↓
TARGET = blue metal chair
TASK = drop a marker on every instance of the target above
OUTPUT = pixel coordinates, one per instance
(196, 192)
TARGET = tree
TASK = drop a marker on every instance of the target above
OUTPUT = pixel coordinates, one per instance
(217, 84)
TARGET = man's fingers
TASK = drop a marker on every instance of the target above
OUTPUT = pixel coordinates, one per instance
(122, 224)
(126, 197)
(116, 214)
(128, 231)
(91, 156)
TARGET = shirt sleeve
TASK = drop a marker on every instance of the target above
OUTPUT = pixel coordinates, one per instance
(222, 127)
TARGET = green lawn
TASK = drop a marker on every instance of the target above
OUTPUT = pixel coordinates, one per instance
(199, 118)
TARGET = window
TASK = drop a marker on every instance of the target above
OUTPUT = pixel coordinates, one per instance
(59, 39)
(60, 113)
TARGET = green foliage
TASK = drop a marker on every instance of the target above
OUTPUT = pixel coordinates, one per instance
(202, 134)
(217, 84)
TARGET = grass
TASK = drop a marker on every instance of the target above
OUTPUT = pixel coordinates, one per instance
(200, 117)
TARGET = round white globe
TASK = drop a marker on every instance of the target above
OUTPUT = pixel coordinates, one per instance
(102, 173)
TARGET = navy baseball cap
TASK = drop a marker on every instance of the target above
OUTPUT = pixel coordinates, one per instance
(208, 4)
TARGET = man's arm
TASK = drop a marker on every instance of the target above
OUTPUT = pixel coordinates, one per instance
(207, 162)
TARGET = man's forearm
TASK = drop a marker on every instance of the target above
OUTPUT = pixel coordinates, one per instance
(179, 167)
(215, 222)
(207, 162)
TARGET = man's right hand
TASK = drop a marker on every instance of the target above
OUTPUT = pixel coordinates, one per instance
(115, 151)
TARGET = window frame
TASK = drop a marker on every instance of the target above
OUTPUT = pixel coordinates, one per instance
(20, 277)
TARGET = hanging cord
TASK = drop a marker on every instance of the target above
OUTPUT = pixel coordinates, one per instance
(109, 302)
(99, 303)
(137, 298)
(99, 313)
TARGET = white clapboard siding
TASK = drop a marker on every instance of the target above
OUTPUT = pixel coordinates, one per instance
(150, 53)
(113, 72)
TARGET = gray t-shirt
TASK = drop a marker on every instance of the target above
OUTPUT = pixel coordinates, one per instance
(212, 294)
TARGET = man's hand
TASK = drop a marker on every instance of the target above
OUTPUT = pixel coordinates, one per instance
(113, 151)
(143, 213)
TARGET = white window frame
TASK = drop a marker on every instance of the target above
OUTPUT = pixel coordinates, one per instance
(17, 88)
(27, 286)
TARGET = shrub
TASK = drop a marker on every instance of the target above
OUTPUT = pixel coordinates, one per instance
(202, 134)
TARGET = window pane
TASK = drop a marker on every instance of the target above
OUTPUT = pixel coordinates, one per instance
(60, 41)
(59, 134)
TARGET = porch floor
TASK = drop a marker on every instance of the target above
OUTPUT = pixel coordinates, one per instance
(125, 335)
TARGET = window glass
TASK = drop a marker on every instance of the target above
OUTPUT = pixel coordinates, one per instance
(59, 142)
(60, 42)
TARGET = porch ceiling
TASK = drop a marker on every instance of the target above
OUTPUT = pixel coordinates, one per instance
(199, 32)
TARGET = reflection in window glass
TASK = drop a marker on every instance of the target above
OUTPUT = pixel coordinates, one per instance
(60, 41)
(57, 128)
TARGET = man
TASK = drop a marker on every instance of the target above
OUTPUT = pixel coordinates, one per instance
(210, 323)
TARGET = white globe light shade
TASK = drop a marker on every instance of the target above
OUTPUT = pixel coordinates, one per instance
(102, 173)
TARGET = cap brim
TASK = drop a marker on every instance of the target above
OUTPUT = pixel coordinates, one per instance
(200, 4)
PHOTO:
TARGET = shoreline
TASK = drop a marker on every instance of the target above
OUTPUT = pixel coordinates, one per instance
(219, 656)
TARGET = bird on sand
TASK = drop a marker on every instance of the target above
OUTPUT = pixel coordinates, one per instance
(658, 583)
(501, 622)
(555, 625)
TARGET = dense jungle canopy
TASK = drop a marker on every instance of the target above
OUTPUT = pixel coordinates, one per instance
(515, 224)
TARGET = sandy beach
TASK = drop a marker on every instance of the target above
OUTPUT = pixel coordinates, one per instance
↑
Rewrite every one of the rows above as a numbered list, omitting any blank lines.

- TASK RESPONSE
1. TARGET = blue metal chair
2. TASK = drop a marker on every instance of the target above
3. OUTPUT = pixel coordinates, one per instance
4. (196, 192)
5. TARGET = tree
6. TASK = drop a marker on every instance of the target above
7. OUTPUT = pixel coordinates, one per instance
8. (217, 84)
9. TARGET = man's fingers
10. TASK = drop a marker on every instance of the target above
11. OUTPUT = pixel coordinates, one per instance
12. (122, 224)
13. (126, 197)
14. (116, 214)
15. (128, 231)
16. (91, 156)
17. TARGET = shirt sleeve
18. TASK = drop a marker on every instance of the target above
19. OUTPUT = pixel coordinates, one per instance
20. (222, 127)
21. TARGET = green lawn
22. TASK = drop a marker on every instance of the target above
23. OUTPUT = pixel coordinates, one per instance
24. (199, 118)
25. TARGET = window
26. TASK = drop a marker on every instance of the target above
27. OUTPUT = pixel coordinates, one per instance
28. (59, 39)
29. (60, 113)
30. TARGET = green foliage
31. TASK = drop a marker on every instance of the target above
32. OUTPUT = pixel coordinates, one per instance
33. (202, 134)
34. (217, 84)
35. TARGET = grass
36. TASK = drop a marker on every instance of the target above
37. OUTPUT = pixel coordinates, one per instance
38. (200, 117)
39. TARGET = round white globe
40. TASK = drop a marker on every instance of the target above
41. OUTPUT = pixel coordinates, one per instance
42. (102, 173)
43. TARGET = navy baseball cap
44. TASK = drop a marker on every instance of the target above
45. OUTPUT = pixel coordinates, one per instance
46. (208, 4)
47. TARGET = man's arm
48. TASK = drop a marker on every instance of the target above
49. OUTPUT = pixel coordinates, one per instance
50. (207, 162)
51. TARGET = man's forearm
52. TASK = drop a marker on every instance of the target above
53. OUTPUT = pixel coordinates, one per instance
54. (179, 167)
55. (215, 222)
56. (207, 162)
57. TARGET = man's right hand
58. TASK = drop a marker on every instance of the target above
59. OUTPUT = pixel coordinates, one per instance
60. (115, 151)
61. TARGET = window frame
62. TASK = drop a marker on every instance of the target above
63. OUTPUT = pixel coordinates, one per instance
64. (20, 277)
65. TARGET = hanging cord
66. TASK = drop a marker on every instance of the target above
67. OUTPUT = pixel coordinates, one per instance
68. (109, 302)
69. (99, 303)
70. (137, 298)
71. (99, 313)
72. TARGET = white clapboard siding
73. TASK = drop a marker on every instance of the target above
74. OUTPUT = pixel coordinates, one per instance
75. (150, 53)
76. (113, 72)
77. TARGET = gray t-shirt
78. TASK = drop a marker on every instance of the target above
79. OUTPUT = pixel coordinates, one per instance
80. (212, 294)
81. TARGET = man's hand
82. TASK = drop a marker on every instance of the target above
83. OUTPUT = pixel coordinates, one per instance
84. (113, 151)
85. (143, 213)
86. TARGET = white window frame
87. TASK = drop a marker on every instance of the target above
88. OUTPUT = pixel coordinates, one per instance
89. (17, 88)
90. (27, 286)
91. TARGET = shrub
92. TASK = drop a marker on every instance of the target above
93. OUTPUT = pixel coordinates, one per instance
94. (202, 134)
95. TARGET = window pane
96. TASK = drop a marker on every instance of the target above
97. OUTPUT = pixel coordinates, one per instance
98. (60, 41)
99. (59, 134)
100. TARGET = porch floor
101. TASK = drop a marker on every instance of the target above
102. OUTPUT = pixel coordinates, one per instance
103. (125, 335)
104. TARGET = window glass
105. TASK = drop a marker on every instance of the target above
106. OUTPUT = pixel coordinates, one per instance
107. (59, 142)
108. (60, 42)
109. TARGET = porch ceiling
110. TASK = drop a marker on every instance of the target above
111. OUTPUT = pixel coordinates, one per instance
112. (199, 32)
113. TARGET = reflection in window glass
114. TASK = drop a marker on every instance of the target above
115. OUTPUT = pixel coordinates, one per instance
116. (60, 41)
117. (57, 128)
118. TARGET = man
119. TASK = drop a marker on every instance of the target above
120. OUTPUT = pixel coordinates, one per instance
121. (210, 323)
122. TARGET = white globe light shade
123. TASK = drop a marker on every instance of the target above
124. OUTPUT = pixel coordinates, one per instance
125. (102, 173)
126. TARGET = cap brim
127. TASK = drop a marker on every instance of the target above
128. OUTPUT = pixel coordinates, one per instance
129. (200, 4)
130. PHOTO:
131. TARGET = shoreline
132. TASK = drop a marker on every instance of the target above
133. OUTPUT = pixel coordinates, one per instance
134. (219, 656)
135. TARGET = bird on sand
136. TASK = drop a marker on every instance of the target above
137. OUTPUT = pixel coordinates, one per instance
138. (658, 583)
139. (501, 622)
140. (555, 625)
141. TARGET = dense jungle canopy
142. TASK = drop a marker on every instance of the target above
143. OUTPUT = pixel coordinates, one per instance
144. (515, 224)
145. TARGET = sandy beach
146. TASK = drop a marker on every instance of the target above
147. OUTPUT = pixel coordinates, one per instance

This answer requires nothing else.